[Position identification records]
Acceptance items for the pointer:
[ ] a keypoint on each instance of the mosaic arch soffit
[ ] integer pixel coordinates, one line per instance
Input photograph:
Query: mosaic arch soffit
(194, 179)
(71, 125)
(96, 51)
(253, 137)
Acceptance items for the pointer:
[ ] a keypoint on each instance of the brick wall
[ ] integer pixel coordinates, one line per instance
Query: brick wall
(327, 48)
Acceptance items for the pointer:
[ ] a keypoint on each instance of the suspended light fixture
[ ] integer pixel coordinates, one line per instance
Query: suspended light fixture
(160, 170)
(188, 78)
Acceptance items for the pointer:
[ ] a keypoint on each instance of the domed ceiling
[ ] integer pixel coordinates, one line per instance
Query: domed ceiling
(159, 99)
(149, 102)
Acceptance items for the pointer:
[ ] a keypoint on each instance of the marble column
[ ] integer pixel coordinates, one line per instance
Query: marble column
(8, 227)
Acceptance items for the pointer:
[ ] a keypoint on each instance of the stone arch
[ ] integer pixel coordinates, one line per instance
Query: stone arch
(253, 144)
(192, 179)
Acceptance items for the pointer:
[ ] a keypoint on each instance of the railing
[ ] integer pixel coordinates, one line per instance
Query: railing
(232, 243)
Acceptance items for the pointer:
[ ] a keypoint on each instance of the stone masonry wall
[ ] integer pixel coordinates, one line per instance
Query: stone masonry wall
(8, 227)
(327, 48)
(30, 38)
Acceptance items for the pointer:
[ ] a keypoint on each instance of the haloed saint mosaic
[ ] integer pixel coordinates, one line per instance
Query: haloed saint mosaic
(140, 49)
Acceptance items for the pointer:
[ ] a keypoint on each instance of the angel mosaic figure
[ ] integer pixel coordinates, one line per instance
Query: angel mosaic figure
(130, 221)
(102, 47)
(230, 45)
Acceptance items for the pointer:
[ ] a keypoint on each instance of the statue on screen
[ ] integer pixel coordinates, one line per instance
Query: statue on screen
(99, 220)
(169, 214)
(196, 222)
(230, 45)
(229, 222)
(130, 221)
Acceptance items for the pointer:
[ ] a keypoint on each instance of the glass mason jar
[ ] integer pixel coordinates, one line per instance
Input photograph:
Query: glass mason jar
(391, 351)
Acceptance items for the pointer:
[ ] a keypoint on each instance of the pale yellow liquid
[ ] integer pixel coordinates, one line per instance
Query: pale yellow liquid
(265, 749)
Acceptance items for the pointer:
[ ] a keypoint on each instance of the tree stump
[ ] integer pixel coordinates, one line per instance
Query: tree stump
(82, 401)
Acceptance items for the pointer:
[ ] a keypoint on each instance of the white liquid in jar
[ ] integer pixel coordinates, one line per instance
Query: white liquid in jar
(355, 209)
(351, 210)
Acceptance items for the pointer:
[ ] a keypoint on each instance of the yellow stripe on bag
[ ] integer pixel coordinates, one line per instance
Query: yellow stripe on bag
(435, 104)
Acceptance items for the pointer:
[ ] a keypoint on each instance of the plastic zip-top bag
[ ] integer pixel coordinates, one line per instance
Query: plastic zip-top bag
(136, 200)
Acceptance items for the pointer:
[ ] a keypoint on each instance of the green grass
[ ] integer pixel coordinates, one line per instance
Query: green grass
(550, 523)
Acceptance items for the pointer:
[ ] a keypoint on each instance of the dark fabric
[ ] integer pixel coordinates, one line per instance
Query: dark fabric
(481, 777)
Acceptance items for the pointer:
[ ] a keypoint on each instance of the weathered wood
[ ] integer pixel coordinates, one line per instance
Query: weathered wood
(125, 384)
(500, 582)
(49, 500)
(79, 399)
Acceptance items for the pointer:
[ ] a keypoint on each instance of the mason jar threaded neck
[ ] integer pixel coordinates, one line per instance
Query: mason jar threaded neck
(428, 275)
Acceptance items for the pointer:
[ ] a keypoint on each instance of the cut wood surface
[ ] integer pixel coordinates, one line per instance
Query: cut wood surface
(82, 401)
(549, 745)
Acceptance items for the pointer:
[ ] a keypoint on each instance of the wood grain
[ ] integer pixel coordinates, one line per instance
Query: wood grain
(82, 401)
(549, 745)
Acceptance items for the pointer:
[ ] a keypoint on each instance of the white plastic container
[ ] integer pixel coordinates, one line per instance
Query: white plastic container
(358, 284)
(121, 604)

---

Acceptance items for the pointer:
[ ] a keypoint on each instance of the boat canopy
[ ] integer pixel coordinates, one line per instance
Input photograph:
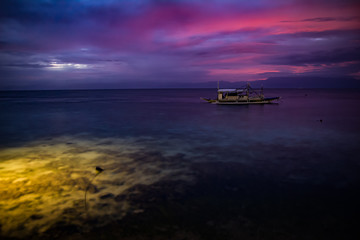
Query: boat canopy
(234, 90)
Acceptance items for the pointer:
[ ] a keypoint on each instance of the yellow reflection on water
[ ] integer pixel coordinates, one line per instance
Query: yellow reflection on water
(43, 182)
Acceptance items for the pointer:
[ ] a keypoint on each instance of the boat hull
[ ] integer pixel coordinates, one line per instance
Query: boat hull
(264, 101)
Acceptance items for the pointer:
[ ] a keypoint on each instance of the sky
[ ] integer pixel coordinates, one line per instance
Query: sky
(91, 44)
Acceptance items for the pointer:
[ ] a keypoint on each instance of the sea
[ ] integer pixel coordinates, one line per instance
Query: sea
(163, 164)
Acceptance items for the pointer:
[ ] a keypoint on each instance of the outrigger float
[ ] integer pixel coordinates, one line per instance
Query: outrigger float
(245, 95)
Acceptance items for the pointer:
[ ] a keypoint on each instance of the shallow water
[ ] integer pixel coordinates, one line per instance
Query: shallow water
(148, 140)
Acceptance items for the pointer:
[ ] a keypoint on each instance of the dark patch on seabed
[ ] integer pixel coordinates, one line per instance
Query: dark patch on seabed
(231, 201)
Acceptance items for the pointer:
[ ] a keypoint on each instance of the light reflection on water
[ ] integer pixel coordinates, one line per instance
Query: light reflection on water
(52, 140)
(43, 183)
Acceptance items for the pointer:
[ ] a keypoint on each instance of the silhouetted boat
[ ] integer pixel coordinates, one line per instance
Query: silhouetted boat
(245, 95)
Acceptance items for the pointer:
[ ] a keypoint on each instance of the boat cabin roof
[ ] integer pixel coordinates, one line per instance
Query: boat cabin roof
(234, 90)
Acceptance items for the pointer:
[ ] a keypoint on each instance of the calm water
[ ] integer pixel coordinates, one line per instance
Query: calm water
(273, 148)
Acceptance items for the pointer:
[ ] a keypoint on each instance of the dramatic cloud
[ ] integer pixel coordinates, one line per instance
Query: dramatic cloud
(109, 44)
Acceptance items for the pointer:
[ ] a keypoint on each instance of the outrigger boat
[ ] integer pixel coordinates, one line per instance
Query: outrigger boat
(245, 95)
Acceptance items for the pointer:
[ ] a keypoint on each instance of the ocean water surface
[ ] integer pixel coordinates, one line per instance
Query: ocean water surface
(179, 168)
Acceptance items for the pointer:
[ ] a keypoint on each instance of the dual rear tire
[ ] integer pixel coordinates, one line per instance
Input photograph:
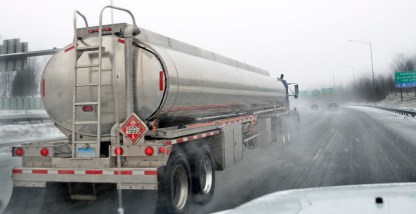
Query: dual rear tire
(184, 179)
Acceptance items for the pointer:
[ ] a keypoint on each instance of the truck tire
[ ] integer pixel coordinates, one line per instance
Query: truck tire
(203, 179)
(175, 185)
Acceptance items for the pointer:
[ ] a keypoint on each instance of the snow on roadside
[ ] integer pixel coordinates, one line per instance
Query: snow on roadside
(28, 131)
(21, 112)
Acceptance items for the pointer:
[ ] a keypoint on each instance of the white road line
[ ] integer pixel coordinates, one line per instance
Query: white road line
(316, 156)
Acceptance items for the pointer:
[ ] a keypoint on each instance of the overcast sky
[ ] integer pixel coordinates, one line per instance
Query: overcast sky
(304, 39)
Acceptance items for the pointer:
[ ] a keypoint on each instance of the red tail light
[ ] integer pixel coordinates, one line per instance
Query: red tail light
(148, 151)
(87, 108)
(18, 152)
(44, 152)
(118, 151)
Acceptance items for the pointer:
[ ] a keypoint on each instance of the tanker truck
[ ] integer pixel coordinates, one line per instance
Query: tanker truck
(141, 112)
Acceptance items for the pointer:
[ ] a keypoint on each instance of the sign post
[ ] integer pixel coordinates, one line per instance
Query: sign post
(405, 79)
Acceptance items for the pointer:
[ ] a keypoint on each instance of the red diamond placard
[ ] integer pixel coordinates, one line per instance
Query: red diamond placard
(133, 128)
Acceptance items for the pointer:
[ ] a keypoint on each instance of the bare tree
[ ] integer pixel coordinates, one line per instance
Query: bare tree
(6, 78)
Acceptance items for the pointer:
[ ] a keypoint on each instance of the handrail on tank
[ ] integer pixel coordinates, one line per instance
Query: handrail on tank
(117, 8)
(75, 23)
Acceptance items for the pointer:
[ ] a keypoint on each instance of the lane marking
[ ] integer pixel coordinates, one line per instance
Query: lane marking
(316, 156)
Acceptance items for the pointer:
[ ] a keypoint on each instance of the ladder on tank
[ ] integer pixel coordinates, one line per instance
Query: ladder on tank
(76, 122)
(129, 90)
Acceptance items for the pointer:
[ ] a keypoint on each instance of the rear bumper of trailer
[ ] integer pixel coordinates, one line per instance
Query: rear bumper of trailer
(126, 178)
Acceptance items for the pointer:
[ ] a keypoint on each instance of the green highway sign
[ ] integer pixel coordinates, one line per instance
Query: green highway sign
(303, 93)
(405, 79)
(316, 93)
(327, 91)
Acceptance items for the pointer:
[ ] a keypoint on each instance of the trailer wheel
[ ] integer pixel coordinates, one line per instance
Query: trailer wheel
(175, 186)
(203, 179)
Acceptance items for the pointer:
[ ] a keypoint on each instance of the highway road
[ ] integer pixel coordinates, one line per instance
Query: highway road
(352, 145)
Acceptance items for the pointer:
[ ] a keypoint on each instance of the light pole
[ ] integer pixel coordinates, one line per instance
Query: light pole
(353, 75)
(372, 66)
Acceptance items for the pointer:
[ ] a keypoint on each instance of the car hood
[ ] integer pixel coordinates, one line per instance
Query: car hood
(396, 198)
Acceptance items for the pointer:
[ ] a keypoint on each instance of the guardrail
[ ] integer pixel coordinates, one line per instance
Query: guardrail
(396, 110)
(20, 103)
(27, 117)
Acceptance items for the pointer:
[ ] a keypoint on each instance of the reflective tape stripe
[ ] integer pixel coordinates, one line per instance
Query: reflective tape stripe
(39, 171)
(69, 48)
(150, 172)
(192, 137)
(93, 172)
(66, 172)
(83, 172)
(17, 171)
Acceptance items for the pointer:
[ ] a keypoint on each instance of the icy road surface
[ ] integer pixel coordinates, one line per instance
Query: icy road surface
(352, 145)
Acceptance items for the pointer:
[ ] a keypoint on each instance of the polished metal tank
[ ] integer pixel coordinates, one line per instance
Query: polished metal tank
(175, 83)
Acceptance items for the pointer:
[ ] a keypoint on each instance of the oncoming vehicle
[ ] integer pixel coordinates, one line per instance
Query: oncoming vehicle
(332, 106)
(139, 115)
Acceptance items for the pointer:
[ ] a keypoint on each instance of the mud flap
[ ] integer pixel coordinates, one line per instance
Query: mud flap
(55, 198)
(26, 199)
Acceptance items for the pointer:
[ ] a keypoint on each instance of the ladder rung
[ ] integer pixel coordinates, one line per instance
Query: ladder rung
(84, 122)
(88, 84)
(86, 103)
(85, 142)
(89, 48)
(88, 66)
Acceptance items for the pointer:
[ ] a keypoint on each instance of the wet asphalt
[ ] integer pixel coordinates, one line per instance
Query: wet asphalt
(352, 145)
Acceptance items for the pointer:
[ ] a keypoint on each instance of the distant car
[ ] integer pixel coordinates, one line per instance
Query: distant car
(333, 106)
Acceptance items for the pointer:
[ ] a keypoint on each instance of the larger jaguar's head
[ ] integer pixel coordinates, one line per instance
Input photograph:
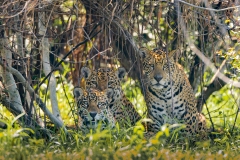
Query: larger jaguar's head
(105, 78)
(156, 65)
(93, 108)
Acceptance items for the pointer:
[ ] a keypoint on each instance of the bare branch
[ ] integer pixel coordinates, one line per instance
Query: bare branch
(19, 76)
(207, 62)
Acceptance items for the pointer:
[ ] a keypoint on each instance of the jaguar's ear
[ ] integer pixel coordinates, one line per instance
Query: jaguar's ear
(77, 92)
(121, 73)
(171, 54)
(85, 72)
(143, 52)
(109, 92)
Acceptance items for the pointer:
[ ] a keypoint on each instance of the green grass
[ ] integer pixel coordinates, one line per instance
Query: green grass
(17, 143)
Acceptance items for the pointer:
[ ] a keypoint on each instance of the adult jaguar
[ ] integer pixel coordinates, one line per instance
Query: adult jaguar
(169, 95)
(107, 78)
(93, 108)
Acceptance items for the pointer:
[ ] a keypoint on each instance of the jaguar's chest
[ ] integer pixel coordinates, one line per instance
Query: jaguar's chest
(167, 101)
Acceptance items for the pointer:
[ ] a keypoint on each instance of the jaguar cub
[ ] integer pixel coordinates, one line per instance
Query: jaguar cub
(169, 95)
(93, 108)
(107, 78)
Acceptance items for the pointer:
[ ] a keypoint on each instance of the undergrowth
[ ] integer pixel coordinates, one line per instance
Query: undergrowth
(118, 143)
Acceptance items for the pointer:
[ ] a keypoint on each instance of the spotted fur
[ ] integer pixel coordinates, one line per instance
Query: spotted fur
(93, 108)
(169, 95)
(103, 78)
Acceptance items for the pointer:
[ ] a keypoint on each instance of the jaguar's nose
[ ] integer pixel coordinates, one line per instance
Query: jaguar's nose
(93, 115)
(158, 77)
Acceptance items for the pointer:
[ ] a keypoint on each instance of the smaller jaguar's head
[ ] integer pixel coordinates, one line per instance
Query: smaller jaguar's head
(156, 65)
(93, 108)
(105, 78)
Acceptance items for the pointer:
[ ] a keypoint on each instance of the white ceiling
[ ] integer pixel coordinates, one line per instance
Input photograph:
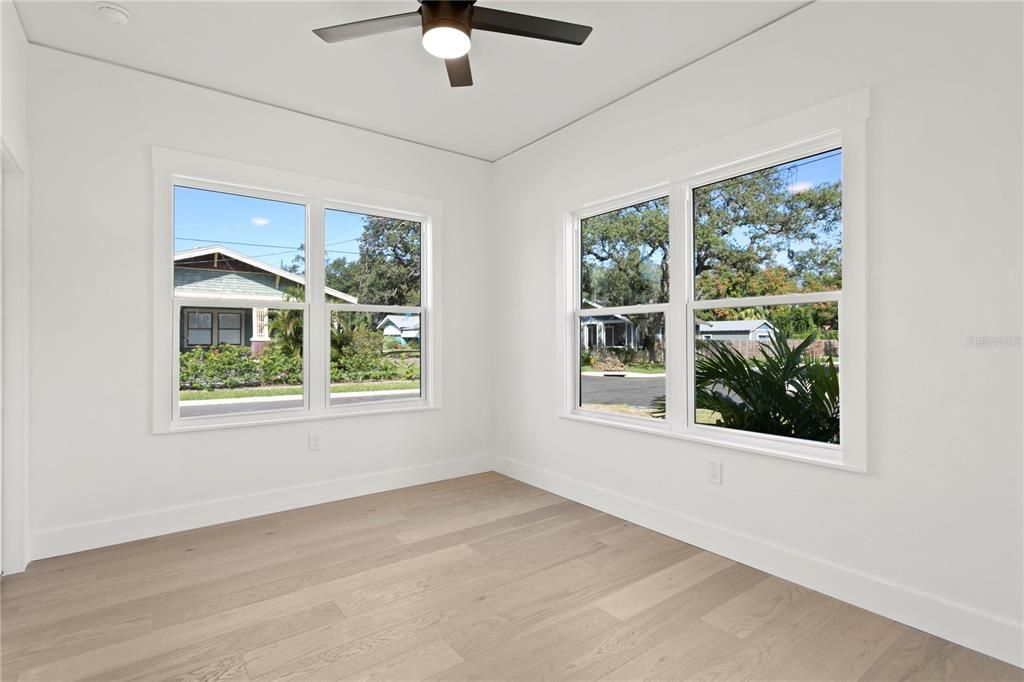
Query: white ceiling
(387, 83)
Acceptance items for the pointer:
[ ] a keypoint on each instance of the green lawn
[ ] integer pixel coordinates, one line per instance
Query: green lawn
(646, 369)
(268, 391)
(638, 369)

* [Set problem]: Return each line in the rows above that contains the word "canopy".

* [Solution to this problem]:
[ ] a keypoint on each instance of the boat canopy
Query: boat canopy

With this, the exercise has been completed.